:: Requirement ::
Reproduce the portion of the article on Russian and U.S. wheat exports that starts at "On the announcement" and ends at "Feb. 23, 2019.", with no changes.

:: Supplied passage ::

----

Odds are Russia cannot continue to undercut the export market.

Kim Anderson

November 1, 2018

3 Min Read

Oct. 26 reports noted that the U.S tendered two cargos (60,000 metric ton each) of wheat for Egypt. It was tendered (priced) at $219/MT ($5.96/bu) FOB (free on board vessel). Ocean freight was estimated to be about $30/MT (82 cents) making the C&F (cost and freight) to Egypt $249/MT ($6.78/bu). Oct. 29 reports indicated that Egypt bought one cargo of U.S. wheat.

The bad news was that the U.S. wheat tender was for soft red winter (SRW) wheat (not hard red winter [HRW] wheat). Then on October 30, reports noted that Russia, due to lower ocean freight costs, undercut the U.S. C&F wheat price and obtained the other Egyptian purchase.

Russia may have tendered $233/MT FOB ($6.34/bu). Russian ocean freight was estimated to be $15/MT ($0.41/bu), making the C&F price to Egypt $248/MT, compared to $249 C&F for the U.S. SRW wheat. (NOTE: 60,000 MT @ $1 = $60,000)

Another report had the headline, “Russian wheat export prices fall due to competition with U.S. wheat” (Eikon). The story reported two sources. One quoted a Russian FOB price of $224/MT (12.5 percent protein), and another quoted a Russian FOB price of $229/MT. Both prices were below the $233 reported above.



On the announcement of the Egyptian wheat sale, SRW prices increased 20 cents, and HRW prices increased 15 cents. After the announcement of the loss of the sale, prices fell 12 cents.

However, there is some good news. First, U.S. wheat prices may be (are close to being) competitive on the world market. Second, Russia continues to aggressively market wheat. The more wheat Russia sells, the sooner U.S. export demand will increase, thus increasing prices.

Between July 1 and Oct. 23, Russia shipped 614 million bushels of wheat. The USDA projects that during the 2018/19 Russian wheat marketing-year (July 1 through June 30), Russia will export 1.286 billion bushels. Therefore, 48 percent of Russia’s projected wheat exports have been shipped and, at the current export rate, all t will be shipped by Feb. 23, 2019.

Another problem with selling U.S. wheat on the export market is the strong dollar relative to other major currencies. Since Sept. 20, the U.S. dollar index has increased from 93.5 to 96.7, which essentially increases export wheat prices by 3.4 percent.

If the dollar index was 93.5 rather than 96.7, the U.S. tendered wheat price to Egypt would have been $5.76 FOB ($211.64/MT) rather than $5.96 ($219/MT). Adding 82 cents ocean freight, the tendered price would have been $6.58 ($241.77/MT C&F) rather than $6.81. Russia, at $248 C&F, could have been priced out of the Egyptian market.

----

:: Stored data ::
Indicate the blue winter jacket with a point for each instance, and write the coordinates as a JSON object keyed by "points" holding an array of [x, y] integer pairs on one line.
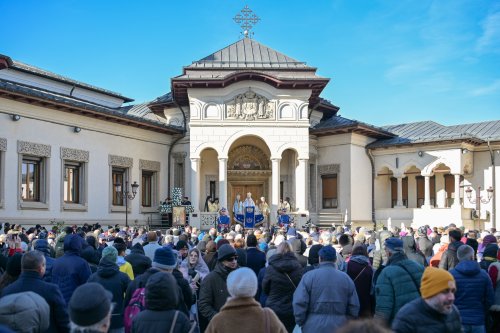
{"points": [[474, 294], [70, 270]]}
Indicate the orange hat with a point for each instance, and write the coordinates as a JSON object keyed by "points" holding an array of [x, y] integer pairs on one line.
{"points": [[434, 281]]}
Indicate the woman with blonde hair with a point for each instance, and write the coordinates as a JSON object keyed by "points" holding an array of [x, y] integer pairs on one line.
{"points": [[282, 277]]}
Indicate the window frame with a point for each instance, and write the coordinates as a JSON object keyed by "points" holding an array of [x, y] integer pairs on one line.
{"points": [[42, 201], [153, 168], [335, 199]]}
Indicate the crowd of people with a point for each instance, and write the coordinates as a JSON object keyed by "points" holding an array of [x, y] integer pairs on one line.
{"points": [[93, 279]]}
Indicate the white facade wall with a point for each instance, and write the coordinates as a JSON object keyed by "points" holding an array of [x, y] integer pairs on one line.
{"points": [[100, 139]]}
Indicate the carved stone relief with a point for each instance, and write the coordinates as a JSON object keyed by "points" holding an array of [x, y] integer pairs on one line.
{"points": [[149, 165], [120, 161], [74, 154], [31, 148], [250, 106], [248, 158], [179, 157], [3, 144], [328, 169]]}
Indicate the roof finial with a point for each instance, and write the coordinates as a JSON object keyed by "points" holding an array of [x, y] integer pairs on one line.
{"points": [[247, 20]]}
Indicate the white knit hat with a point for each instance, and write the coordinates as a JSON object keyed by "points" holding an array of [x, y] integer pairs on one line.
{"points": [[242, 283]]}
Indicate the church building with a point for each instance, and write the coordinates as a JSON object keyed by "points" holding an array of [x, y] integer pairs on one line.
{"points": [[244, 119]]}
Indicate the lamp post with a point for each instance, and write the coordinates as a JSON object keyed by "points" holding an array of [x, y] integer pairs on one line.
{"points": [[125, 194], [478, 200]]}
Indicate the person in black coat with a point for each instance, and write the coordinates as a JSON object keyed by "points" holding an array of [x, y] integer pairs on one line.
{"points": [[33, 269], [162, 300], [90, 253], [256, 259], [360, 271], [280, 281], [109, 276], [139, 261]]}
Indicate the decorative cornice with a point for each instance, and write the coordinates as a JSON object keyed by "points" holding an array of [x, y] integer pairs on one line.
{"points": [[121, 161], [3, 144], [179, 157], [31, 148], [74, 154], [149, 165], [328, 169]]}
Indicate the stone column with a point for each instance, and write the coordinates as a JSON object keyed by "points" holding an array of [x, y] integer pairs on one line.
{"points": [[223, 182], [275, 187], [195, 183], [399, 202], [301, 185], [427, 193], [456, 201]]}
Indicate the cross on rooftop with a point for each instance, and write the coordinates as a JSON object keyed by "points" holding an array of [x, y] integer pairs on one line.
{"points": [[247, 19]]}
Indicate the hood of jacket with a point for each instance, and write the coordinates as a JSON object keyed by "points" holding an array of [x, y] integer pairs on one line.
{"points": [[107, 268], [137, 248], [42, 245], [409, 244], [73, 244], [162, 292], [468, 267], [284, 263]]}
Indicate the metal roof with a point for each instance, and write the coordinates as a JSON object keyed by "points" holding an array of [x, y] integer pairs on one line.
{"points": [[430, 131], [17, 65], [65, 103], [248, 53], [337, 124]]}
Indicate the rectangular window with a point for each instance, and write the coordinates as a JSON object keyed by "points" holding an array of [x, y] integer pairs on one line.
{"points": [[147, 188], [421, 190], [179, 175], [72, 182], [118, 176], [31, 170], [212, 189], [329, 185], [394, 192]]}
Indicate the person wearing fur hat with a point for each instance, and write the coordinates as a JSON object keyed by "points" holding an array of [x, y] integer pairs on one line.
{"points": [[398, 283], [241, 306], [325, 298], [434, 311], [213, 289]]}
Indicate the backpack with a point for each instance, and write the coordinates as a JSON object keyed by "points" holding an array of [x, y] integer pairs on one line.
{"points": [[136, 305]]}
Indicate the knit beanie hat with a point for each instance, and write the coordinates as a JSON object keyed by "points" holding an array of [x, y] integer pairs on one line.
{"points": [[165, 258], [328, 253], [110, 253], [394, 244], [434, 281], [89, 304], [313, 257], [221, 242], [242, 283], [225, 251], [14, 265]]}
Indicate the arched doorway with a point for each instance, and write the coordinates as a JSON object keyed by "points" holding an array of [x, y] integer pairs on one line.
{"points": [[248, 170]]}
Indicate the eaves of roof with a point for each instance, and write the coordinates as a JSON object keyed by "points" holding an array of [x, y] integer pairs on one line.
{"points": [[7, 62], [37, 96]]}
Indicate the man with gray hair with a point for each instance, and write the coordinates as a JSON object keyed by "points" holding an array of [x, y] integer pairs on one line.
{"points": [[398, 283], [474, 294], [317, 306]]}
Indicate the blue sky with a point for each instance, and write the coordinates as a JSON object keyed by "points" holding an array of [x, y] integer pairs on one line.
{"points": [[389, 61]]}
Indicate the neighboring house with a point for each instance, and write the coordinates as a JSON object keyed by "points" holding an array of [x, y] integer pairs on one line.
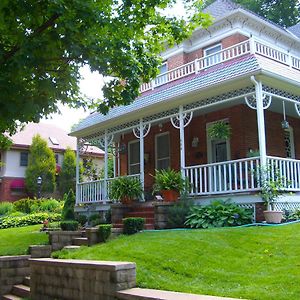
{"points": [[15, 160], [244, 70]]}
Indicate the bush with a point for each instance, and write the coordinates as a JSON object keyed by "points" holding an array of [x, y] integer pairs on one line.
{"points": [[69, 225], [68, 209], [6, 208], [133, 225], [31, 219], [178, 213], [104, 232], [218, 214]]}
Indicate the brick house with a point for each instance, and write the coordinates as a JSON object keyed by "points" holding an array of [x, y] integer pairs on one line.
{"points": [[243, 70], [15, 160]]}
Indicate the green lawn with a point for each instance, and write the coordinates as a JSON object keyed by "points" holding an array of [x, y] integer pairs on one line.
{"points": [[252, 263], [15, 241]]}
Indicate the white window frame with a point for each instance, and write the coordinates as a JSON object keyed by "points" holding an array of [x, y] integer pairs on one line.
{"points": [[167, 133], [129, 164], [205, 50]]}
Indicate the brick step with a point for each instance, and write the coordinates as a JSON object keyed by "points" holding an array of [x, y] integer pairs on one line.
{"points": [[21, 290], [26, 281], [80, 241], [11, 297], [140, 214]]}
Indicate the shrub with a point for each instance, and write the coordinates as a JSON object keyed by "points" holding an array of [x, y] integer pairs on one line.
{"points": [[104, 232], [68, 209], [177, 214], [82, 219], [31, 219], [69, 225], [6, 208], [218, 214], [133, 225]]}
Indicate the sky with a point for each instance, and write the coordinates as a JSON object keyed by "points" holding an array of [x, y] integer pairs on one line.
{"points": [[91, 86]]}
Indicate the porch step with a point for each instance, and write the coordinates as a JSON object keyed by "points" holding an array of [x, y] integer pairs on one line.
{"points": [[21, 290], [83, 241]]}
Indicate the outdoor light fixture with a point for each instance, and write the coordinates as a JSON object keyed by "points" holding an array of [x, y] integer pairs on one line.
{"points": [[39, 184], [284, 124]]}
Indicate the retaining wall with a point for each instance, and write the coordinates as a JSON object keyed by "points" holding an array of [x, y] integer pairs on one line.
{"points": [[13, 269]]}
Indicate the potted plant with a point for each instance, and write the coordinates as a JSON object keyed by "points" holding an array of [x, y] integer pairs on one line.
{"points": [[125, 189], [169, 183], [219, 130], [271, 190]]}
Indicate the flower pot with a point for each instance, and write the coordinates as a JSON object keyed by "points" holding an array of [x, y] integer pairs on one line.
{"points": [[273, 217], [170, 195]]}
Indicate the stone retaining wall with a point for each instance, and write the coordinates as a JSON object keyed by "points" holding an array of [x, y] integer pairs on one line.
{"points": [[79, 279], [60, 239], [13, 269]]}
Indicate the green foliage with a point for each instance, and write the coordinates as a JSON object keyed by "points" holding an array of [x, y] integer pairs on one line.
{"points": [[169, 180], [43, 46], [104, 232], [219, 130], [6, 208], [67, 176], [41, 163], [30, 219], [70, 225], [68, 209], [177, 214], [218, 214], [28, 205], [133, 225], [125, 187]]}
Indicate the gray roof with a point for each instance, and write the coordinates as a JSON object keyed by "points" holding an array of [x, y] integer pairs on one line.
{"points": [[295, 29], [220, 8], [213, 75]]}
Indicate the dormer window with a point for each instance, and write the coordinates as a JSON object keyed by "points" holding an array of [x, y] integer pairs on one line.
{"points": [[213, 54]]}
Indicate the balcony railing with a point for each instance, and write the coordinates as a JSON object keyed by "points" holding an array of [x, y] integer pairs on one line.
{"points": [[246, 47]]}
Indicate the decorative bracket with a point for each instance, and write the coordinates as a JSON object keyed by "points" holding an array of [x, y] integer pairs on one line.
{"points": [[146, 130], [267, 100], [187, 118], [297, 107]]}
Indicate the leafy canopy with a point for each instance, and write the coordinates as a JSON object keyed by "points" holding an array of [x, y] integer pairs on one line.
{"points": [[45, 43]]}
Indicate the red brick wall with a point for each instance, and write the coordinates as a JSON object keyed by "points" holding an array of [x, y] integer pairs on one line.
{"points": [[244, 137], [6, 194]]}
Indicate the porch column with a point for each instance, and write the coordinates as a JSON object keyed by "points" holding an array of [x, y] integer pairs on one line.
{"points": [[182, 144], [105, 167], [77, 171], [142, 161], [260, 122]]}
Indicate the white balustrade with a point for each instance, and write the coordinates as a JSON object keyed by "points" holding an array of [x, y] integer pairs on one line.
{"points": [[224, 177], [286, 168]]}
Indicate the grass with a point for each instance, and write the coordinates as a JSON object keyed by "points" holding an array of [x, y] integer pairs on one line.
{"points": [[15, 241], [251, 263]]}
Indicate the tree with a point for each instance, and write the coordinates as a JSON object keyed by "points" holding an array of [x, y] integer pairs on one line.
{"points": [[41, 163], [67, 176], [45, 43]]}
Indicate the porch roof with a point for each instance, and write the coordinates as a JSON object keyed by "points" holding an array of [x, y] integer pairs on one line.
{"points": [[220, 73]]}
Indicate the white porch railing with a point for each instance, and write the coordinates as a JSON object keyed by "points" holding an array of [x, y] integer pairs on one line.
{"points": [[95, 191], [224, 177], [286, 168], [246, 47]]}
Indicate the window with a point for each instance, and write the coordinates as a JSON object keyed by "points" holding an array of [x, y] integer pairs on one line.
{"points": [[213, 56], [289, 143], [133, 157], [24, 159], [162, 150]]}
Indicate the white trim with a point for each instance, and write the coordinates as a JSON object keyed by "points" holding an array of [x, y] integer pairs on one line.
{"points": [[169, 157], [128, 163], [209, 142]]}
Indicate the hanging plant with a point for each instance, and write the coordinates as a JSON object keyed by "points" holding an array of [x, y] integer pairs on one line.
{"points": [[219, 130]]}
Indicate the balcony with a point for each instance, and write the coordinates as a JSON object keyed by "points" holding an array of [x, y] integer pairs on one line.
{"points": [[250, 46]]}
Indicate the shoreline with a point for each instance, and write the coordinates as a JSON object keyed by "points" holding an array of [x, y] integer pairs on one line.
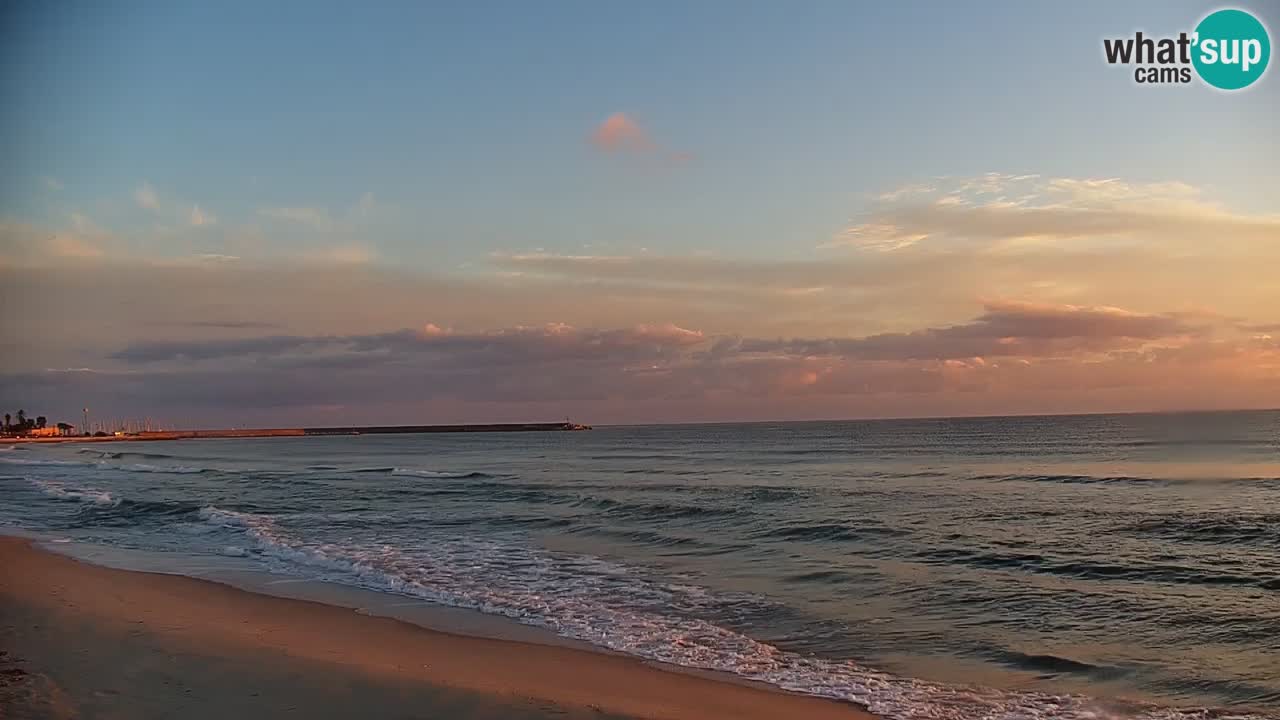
{"points": [[216, 623], [566, 427]]}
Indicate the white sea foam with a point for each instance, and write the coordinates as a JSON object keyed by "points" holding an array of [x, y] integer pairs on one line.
{"points": [[434, 474], [617, 607], [74, 493], [36, 461], [169, 469]]}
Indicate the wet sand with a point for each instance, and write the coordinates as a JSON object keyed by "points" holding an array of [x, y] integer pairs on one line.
{"points": [[83, 641]]}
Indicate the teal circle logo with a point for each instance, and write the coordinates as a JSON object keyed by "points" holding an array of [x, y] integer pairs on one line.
{"points": [[1232, 49]]}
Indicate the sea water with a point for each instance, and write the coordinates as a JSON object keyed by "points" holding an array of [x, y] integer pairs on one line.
{"points": [[1072, 566]]}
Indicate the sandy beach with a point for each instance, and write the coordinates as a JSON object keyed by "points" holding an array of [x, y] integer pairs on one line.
{"points": [[83, 641]]}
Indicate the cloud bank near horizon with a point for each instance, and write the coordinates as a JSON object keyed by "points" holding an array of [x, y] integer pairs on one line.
{"points": [[988, 295]]}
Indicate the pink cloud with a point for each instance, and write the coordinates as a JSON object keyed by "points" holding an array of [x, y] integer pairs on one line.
{"points": [[618, 132]]}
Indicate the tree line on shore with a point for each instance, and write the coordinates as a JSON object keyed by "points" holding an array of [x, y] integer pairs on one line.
{"points": [[27, 425]]}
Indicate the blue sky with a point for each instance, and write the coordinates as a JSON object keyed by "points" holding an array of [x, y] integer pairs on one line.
{"points": [[472, 118], [730, 168]]}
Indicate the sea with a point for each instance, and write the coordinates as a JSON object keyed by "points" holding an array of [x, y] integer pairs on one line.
{"points": [[1087, 566]]}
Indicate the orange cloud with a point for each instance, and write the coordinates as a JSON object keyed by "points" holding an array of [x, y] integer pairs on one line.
{"points": [[618, 132]]}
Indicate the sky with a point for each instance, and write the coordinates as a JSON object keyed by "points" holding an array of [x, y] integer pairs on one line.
{"points": [[319, 213]]}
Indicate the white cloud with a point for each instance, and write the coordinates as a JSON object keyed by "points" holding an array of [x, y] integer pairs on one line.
{"points": [[1000, 209], [146, 197], [316, 218], [200, 218], [350, 254]]}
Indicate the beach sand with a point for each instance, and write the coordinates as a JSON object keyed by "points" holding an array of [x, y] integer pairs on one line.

----

:: Your response ::
On the announcement of the Egyptian wheat sale, SRW prices increased 20 cents, and HRW prices increased 15 cents. After the announcement of the loss of the sale, prices fell 12 cents.

However, there is some good news. First, U.S. wheat prices may be (are close to being) competitive on the world market. Second, Russia continues to aggressively market wheat. The more wheat Russia sells, the sooner U.S. export demand will increase, thus increasing prices.

Between July 1 and Oct. 23, Russia shipped 614 million bushels of wheat. The USDA projects that during the 2018/19 Russian wheat marketing-year (July 1 through June 30), Russia will export 1.286 billion bushels. Therefore, 48 percent of Russia’s projected wheat exports have been shipped and, at the current export rate, all t will be shipped by Feb. 23, 2019.